-- Stored data --
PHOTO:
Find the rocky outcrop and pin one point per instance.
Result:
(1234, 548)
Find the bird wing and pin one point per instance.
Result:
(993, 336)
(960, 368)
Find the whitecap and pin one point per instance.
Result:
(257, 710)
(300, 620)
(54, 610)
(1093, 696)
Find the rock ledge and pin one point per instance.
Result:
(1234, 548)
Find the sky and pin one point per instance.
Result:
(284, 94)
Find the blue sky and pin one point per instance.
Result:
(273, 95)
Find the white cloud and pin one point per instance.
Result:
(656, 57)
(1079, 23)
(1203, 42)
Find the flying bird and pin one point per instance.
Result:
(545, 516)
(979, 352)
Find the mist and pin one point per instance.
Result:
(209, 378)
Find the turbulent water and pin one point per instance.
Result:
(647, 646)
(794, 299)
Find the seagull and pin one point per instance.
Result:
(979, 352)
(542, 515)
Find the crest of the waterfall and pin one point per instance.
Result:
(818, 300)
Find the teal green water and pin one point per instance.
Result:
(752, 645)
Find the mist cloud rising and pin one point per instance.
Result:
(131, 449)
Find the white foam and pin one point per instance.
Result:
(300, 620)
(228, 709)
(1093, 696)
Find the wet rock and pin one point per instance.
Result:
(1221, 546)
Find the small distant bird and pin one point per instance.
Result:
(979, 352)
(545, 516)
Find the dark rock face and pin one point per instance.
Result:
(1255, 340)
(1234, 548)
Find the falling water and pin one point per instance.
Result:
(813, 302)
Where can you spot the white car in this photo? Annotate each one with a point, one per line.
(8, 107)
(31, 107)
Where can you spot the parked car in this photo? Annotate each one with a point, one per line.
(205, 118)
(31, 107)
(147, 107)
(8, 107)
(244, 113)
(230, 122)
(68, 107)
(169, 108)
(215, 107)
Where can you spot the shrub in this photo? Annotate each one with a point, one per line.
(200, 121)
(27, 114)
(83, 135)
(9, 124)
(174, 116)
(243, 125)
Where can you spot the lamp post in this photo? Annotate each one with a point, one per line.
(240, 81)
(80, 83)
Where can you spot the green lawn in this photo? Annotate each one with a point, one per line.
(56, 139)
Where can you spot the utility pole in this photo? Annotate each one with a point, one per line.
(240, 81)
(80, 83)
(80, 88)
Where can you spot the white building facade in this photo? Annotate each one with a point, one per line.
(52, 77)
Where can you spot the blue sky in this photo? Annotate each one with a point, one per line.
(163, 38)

-- Work to be completed --
Print all of the data above again, line for line, without changing anything.

-- Task output --
PHOTO:
Find the rocky outcrop and pin one point per instance.
Result:
(1234, 548)
Find the bird wing and pin one point per instance.
Result:
(993, 336)
(960, 368)
Find the whitecap and pin one point per instance.
Result:
(257, 710)
(300, 620)
(54, 610)
(1093, 696)
Find the rock ledge and pin one point per instance.
Result:
(1234, 548)
Find the sky and pin one point per instance.
Result:
(284, 94)
Find the blue sky and pin one point per instance.
Result:
(273, 95)
Find the white cloud and pin one point per instance.
Result:
(656, 57)
(1079, 23)
(1203, 42)
Find the flying bird and pin one point per instance.
Result:
(545, 516)
(979, 352)
Find the mist and pin one point per instance.
Result:
(209, 378)
Find the turbulent water and pin one point per instance.
Result:
(647, 646)
(794, 299)
Find the seagull and pin one point per instance.
Result:
(979, 352)
(542, 515)
Find the crest of the waterfall and pin one point per instance.
Result:
(818, 300)
Find the teal green water and pin one point per instance.
Result:
(752, 645)
Find the mist cloud rising and pin one point per instance.
Result:
(131, 449)
Find the white foam and pin one point per instance.
Result:
(300, 620)
(228, 709)
(1093, 696)
Find the wet rock and pin one point per instance.
Result:
(1221, 546)
Find the small distant bird and pin one point per instance.
Result:
(979, 352)
(545, 516)
Find the dark rock face and pin one point per instance.
Result:
(1255, 340)
(1234, 548)
Find the falling water and pin one point per instance.
Result:
(813, 302)
Where can you spot the white car in this photo? Annotate each one with a point, one per line.
(8, 107)
(31, 107)
Where can you spot the parked car in this photo? Annotate each one with a point, one per line.
(205, 118)
(31, 107)
(147, 107)
(8, 107)
(244, 113)
(230, 122)
(68, 107)
(169, 108)
(215, 107)
Where can you spot the shrub in this photo? Annotate each one with a point, one per line.
(200, 121)
(27, 114)
(83, 135)
(9, 124)
(174, 116)
(243, 125)
Where can you spot the lamp post in this photo? Annotate each one with a point, one per line.
(240, 81)
(80, 83)
Where can you spot the green lawn in this photo? Annotate each one with a point, one per line.
(56, 139)
Where can you spot the utility pole in this photo? Annotate each one with a point, one per line.
(240, 81)
(80, 83)
(80, 88)
Where can you spot the white building facade in this photo? Annotate each one with a point, one per line.
(52, 77)
Where can you spot the blue sky in this photo? Annotate each one with a point, one per line.
(163, 38)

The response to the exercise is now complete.